■ **What the exercise asks**:
Set down the data below once more, precisely as it reads.

■ **Data records**:
----------

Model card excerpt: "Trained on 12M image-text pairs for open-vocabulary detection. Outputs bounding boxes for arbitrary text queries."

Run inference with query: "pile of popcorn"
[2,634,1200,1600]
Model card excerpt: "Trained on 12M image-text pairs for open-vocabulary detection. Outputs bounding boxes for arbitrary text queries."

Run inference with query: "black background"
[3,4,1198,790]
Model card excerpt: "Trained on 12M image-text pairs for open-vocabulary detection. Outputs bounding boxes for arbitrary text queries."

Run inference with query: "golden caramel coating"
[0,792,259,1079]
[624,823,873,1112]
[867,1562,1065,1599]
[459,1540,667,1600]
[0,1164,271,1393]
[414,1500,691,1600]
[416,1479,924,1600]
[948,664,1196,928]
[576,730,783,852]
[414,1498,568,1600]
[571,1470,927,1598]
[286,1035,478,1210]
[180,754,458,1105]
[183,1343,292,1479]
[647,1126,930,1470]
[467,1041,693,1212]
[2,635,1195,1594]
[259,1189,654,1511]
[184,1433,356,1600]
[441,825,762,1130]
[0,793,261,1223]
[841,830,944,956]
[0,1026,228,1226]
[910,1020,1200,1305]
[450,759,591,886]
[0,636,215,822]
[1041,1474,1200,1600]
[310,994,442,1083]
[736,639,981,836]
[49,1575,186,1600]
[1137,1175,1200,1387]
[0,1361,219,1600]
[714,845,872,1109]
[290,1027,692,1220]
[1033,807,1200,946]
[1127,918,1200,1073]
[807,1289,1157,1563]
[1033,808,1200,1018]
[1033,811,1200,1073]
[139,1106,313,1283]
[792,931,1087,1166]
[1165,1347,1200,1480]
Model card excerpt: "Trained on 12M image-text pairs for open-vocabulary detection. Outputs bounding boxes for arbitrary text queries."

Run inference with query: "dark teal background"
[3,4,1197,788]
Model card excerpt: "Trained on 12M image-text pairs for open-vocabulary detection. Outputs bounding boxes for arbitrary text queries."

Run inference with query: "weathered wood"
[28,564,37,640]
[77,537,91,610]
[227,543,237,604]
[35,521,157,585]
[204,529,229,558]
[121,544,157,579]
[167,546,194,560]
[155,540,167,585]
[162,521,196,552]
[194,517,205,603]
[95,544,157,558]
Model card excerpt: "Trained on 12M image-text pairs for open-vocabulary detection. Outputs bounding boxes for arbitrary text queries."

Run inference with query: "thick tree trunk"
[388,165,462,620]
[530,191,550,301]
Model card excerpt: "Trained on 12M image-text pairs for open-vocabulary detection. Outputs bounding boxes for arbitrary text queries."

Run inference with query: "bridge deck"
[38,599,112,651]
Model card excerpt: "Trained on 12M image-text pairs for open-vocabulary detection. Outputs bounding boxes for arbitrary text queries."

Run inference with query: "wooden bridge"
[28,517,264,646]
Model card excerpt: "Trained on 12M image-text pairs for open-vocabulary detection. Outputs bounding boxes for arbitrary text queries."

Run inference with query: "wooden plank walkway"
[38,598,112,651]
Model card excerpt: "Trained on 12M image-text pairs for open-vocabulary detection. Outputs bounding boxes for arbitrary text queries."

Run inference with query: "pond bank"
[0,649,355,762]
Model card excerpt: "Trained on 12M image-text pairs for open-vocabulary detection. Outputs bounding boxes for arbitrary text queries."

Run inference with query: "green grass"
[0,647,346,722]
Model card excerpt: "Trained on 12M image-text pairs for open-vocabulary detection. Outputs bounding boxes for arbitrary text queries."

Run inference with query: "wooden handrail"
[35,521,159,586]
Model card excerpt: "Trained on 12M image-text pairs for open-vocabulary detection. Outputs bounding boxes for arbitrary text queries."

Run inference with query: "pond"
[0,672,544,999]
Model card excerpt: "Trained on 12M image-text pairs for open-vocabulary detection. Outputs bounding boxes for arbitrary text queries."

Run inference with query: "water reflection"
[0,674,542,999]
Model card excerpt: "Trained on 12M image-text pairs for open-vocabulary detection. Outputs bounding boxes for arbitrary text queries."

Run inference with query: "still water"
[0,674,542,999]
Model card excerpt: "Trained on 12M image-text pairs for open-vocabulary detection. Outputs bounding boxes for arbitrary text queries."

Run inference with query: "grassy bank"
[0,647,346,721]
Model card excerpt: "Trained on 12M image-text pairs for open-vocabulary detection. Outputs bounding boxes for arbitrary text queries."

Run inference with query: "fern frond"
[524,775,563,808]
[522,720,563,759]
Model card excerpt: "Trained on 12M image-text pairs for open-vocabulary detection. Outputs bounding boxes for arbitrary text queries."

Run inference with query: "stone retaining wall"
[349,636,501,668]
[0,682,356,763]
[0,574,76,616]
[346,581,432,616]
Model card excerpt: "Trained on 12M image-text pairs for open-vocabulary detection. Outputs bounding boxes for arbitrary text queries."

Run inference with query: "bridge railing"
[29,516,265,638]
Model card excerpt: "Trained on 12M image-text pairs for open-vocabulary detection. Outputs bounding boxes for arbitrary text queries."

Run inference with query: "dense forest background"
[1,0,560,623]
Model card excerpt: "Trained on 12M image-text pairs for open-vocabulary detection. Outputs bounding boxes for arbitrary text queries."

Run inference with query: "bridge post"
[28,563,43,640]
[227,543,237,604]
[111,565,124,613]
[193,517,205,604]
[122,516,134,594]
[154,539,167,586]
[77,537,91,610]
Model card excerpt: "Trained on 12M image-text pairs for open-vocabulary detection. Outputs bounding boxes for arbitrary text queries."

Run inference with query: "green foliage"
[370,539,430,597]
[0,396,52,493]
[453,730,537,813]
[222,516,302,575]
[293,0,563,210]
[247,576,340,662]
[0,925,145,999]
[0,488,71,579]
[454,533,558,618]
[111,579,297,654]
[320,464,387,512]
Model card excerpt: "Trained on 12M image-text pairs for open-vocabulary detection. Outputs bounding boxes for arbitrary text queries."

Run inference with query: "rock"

----------

■ **Result for this exercise**:
Model card excerpt: "Trained on 12M image-text pairs for open-vocabulary detection. Outputs bounding boxes for arbitrary text queries."

Run inference with query: "pile of popcorn"
[2,634,1200,1600]
Model card excerpt: "Trained on 12M image-text pairs for open-vocabulary detection. Outputs bounding boxes for arbitrary text queries."

Run inference with query: "black background"
[3,4,1198,790]
Model card excerpt: "Trained on 12M image-text pairs for open-vocabulary detection. Outputs bounding boxes for arbitrary text queries."

Run inference with query: "golden caramel coating"
[0,792,259,1079]
[624,823,873,1112]
[867,1562,1065,1599]
[459,1540,667,1600]
[0,1164,271,1393]
[414,1500,691,1600]
[416,1479,924,1600]
[948,664,1196,928]
[576,730,783,852]
[414,1498,568,1600]
[571,1470,927,1598]
[286,1035,478,1210]
[180,754,458,1105]
[183,1343,292,1479]
[647,1126,930,1470]
[467,1041,693,1212]
[2,635,1195,1594]
[259,1189,654,1511]
[184,1433,356,1600]
[441,825,762,1130]
[0,793,261,1223]
[841,830,944,956]
[0,1026,228,1226]
[910,1020,1200,1305]
[450,759,591,886]
[0,636,215,822]
[1041,1474,1200,1600]
[310,994,442,1083]
[736,639,981,836]
[49,1575,186,1600]
[1137,1175,1200,1387]
[0,1361,219,1600]
[714,845,872,1109]
[290,1027,692,1220]
[1033,807,1200,946]
[1127,918,1200,1073]
[807,1289,1157,1563]
[1033,808,1200,1018]
[1033,811,1200,1073]
[139,1106,313,1283]
[792,931,1087,1166]
[1165,1347,1200,1480]
Model card excerpt: "Trained on 12M image-text pairs for open-vocabulary detection. Outputs bounding boxes for arbitrary text queries."

Run inference with query: "dark teal background"
[3,4,1197,788]
Model card excerpt: "Trained on 12M image-text pairs for open-vocabulary detection. Outputs bounding boxes for arbitrary text queries."

Run inference with query: "weathered wood"
[28,564,37,640]
[77,537,91,610]
[227,543,237,604]
[35,521,157,585]
[204,529,229,558]
[121,544,157,579]
[167,546,194,560]
[155,540,167,585]
[162,521,196,552]
[194,517,205,603]
[95,544,157,558]
Model card excerpt: "Trained on 12M image-text pairs for open-vocabulary detection. Outputs bounding boxes for arbitrary text queries."

Run inference with query: "thick tree trunk"
[388,165,462,620]
[530,191,550,301]
Model card excerpt: "Trained on 12M image-text pairs for open-vocabulary detection. Outputs bounding boxes for arbitrary text queries."

Run inference with query: "bridge deck"
[38,599,112,651]
Model card excerpt: "Trained on 12M image-text pairs for open-vocabulary detection. Outputs bounding boxes for arbitrary text queries."

Run inference with query: "wooden bridge"
[28,517,264,646]
Model card excerpt: "Trained on 12M image-text pairs for open-vocabulary detection. Outputs bounding boxes for arbitrary text queries."

Run inference with query: "wooden plank walkway"
[38,598,112,651]
Model card excerpt: "Trained on 12M image-text pairs for open-vocabulary detection. Outputs bounding boxes for arbitrary text queries."

Run inference with query: "pond bank"
[0,649,355,762]
Model card excerpt: "Trained on 12M image-text pairs for open-vocabulary detection. Outputs bounding boxes for arbitrary text queries."

Run inference with query: "green grass"
[0,647,346,722]
Model card excerpt: "Trained on 12M image-text pairs for open-vocabulary detection. Outputs bounding boxes for arbitrary text queries."

Run inference with query: "wooden handrail"
[35,521,159,586]
Model card excerpt: "Trained on 12M image-text pairs for open-vocabulary detection. Outputs bounding boxes for arbitrary text queries."

Run inference with query: "pond"
[0,672,544,999]
Model card excerpt: "Trained on 12M image-text pairs for open-vocabulary detection. Outputs bounding boxes for arbitrary text queries."

Run inference with query: "water reflection"
[0,674,542,999]
Model card excerpt: "Trained on 12M image-text pairs for open-vocabulary detection. Outputs bounding boxes for arbitrary text queries."

Run inference with query: "still water"
[0,674,542,999]
Model card excerpt: "Trained on 12M image-text pairs for open-vocabulary detection. Outputs bounding boxes for arbitrary text queries."

Run inference with query: "grassy bank"
[0,647,346,721]
Model card excerpt: "Trained on 12M image-text pairs for open-vocabulary detection. Outputs bounding boxes for arbitrary text queries."

Run inference with query: "fern frond"
[524,775,563,808]
[522,720,563,759]
Model card excerpt: "Trained on 12M image-text pairs for open-vocabulary detection. Outputs bounding boxes for arbitrary text queries."

Run inference with query: "stone retaining wall"
[349,636,501,668]
[0,682,356,763]
[0,574,76,616]
[346,581,432,616]
Model card excerpt: "Trained on 12M image-text pairs for open-vocabulary detection. Outputs bounding boxes for arbitrary text queries."

Run inference with query: "bridge railing"
[29,516,265,638]
Model card excerpt: "Trained on 12M image-text pairs for open-vocabulary detection. Outputs bounding boxes for arbitrary text queries."

Run inference with query: "dense forest background"
[1,0,560,623]
Model card excerpt: "Trained on 12M image-text pairs for open-vocabulary detection. Outputs bounding boxes for arbitrary text queries."

Run inference with query: "bridge post"
[28,563,43,640]
[227,543,237,604]
[111,565,124,613]
[193,517,205,604]
[122,516,134,594]
[154,539,167,586]
[77,537,91,610]
Model card excerpt: "Trained on 12M image-text pairs for open-vocabulary detection. Outputs bounding boxes for arbitrary text queries."

Run inference with query: "green foliage"
[370,539,430,597]
[0,396,52,493]
[453,730,537,813]
[222,516,302,575]
[293,0,563,210]
[247,576,340,662]
[0,925,145,999]
[0,488,71,579]
[454,533,558,618]
[111,579,297,654]
[320,464,387,512]
Model card excerpt: "Trained on 12M image-text pairs for open-vocabulary detection. Outputs bounding boxes for arbitrary text queries."

Run inference with query: "rock"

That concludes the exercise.